WORK REQUIRED:
Copy out each record below, exactly as given.

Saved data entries
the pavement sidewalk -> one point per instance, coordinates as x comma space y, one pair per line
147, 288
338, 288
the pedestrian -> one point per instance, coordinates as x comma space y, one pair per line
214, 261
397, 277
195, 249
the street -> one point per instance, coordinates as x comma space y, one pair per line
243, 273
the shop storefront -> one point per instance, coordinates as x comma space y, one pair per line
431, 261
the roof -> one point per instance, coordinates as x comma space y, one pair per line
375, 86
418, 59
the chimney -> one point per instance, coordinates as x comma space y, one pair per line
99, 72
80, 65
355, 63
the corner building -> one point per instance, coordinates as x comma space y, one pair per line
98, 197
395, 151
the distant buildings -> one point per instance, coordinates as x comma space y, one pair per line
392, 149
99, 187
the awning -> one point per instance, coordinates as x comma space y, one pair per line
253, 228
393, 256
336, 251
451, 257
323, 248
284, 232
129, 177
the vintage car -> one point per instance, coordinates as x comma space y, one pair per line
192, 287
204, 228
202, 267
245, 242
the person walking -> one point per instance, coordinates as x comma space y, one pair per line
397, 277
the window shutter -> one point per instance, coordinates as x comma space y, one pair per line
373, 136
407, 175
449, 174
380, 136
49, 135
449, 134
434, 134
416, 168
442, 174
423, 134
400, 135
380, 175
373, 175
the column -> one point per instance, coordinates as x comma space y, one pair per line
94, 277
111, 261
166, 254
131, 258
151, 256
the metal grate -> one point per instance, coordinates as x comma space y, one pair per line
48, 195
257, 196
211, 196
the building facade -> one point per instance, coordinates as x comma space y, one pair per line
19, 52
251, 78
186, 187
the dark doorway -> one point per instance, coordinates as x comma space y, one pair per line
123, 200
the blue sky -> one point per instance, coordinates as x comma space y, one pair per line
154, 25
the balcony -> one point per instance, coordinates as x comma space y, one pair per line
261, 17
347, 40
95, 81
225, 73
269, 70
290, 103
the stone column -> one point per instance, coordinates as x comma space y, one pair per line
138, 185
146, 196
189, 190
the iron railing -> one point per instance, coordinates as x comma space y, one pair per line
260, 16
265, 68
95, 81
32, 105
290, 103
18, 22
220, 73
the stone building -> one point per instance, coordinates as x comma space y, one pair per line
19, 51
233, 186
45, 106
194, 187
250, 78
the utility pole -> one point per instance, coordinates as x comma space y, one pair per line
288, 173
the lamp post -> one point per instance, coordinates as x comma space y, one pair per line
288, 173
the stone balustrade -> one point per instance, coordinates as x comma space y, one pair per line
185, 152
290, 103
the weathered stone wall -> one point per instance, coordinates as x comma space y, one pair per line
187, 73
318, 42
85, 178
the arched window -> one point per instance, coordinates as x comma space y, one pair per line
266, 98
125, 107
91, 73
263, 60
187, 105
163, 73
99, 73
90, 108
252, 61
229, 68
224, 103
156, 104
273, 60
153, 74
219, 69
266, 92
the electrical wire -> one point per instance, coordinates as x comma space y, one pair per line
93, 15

ANSWER AREA:
the pavement sidewalk -> one point per instance, coordinates as x comma space y, one pair per line
147, 288
338, 288
the pedestrian -> one point per instance, coordinates as x comma space y, one pair per line
214, 261
397, 277
195, 249
the street -> one point per instance, coordinates as x comma space y, one pair per line
243, 273
the shop storefront -> one point per instance, coordinates as x comma space y, one pair per line
431, 261
the roof -> one point per instance, coordinates as x comma space y, one pair per line
375, 86
418, 59
the chimney -> one point per instance, coordinates as x comma space y, one pair per line
99, 72
80, 65
355, 63
the corner building -> one point per instance, coordinates as x comma space y, one pair per line
98, 197
395, 151
the distant buildings -> one point per instance, coordinates as x comma space y, one pair per line
392, 149
99, 187
the awning -> one point per instance, coordinates as x comma space y, one pair per line
253, 228
393, 256
336, 251
451, 257
323, 248
284, 232
129, 177
the vintage car -> one point per instance, coordinates as x comma space y, one pair per line
192, 287
204, 228
202, 267
245, 242
the person walking -> one point per instance, coordinates as x comma space y, one pair per line
397, 277
the window shutter -> one point per instance, coordinates as x comma space y, one pair per line
373, 136
407, 175
449, 174
380, 136
49, 135
449, 134
434, 134
416, 168
442, 174
423, 134
400, 135
380, 175
373, 175
the column -> one point per instance, coordinates as x comma space y, one pair per line
94, 277
111, 261
166, 254
131, 258
151, 256
the metal grate -> one point per instance, coordinates as x comma space y, one pair per line
48, 195
257, 196
211, 196
the building facade -> one point per instance, coordinates as x comma space y, one pair per line
19, 52
251, 78
186, 187
the dark doorway -> one point per instance, coordinates as x comma space y, one pair per line
123, 200
the blue sky -> one point per instance, coordinates as x comma space y, one pair per line
154, 25
the balcony -> one point per instance, coordinates as x comma space y, one pair per line
261, 17
347, 40
95, 81
225, 73
269, 70
290, 103
the stone column -> one point per instance, coordinates as x comma space y, one pair per line
138, 185
146, 196
189, 190
the iron railing -> one point per instance, coordinates as x comma space y, one pair per line
260, 16
265, 68
95, 81
32, 105
290, 103
18, 22
220, 73
the stone building -> one point per instance, coordinates as x comma space y, one pair per line
19, 51
233, 186
45, 106
194, 187
250, 78
the utility pole -> one point per instance, coordinates as x comma space y, one pair per line
288, 173
the lamp post -> one point per instance, coordinates as x comma space y, one pair per line
288, 173
the stone balustrade -> one point per instance, coordinates as x comma space y, one pair per line
185, 152
290, 103
the weathered stone wall -> one point per instance, coordinates as x comma space y, one pair per line
187, 73
318, 42
85, 178
the arched window -> one point per instance, coordinates as x comma space y, one pair per line
266, 98
125, 107
91, 73
263, 60
187, 105
163, 73
99, 73
90, 108
252, 61
229, 68
224, 103
156, 104
273, 60
153, 74
219, 69
266, 92
the electrical wire -> one point per instance, coordinates as x comma space y, one pair per line
93, 15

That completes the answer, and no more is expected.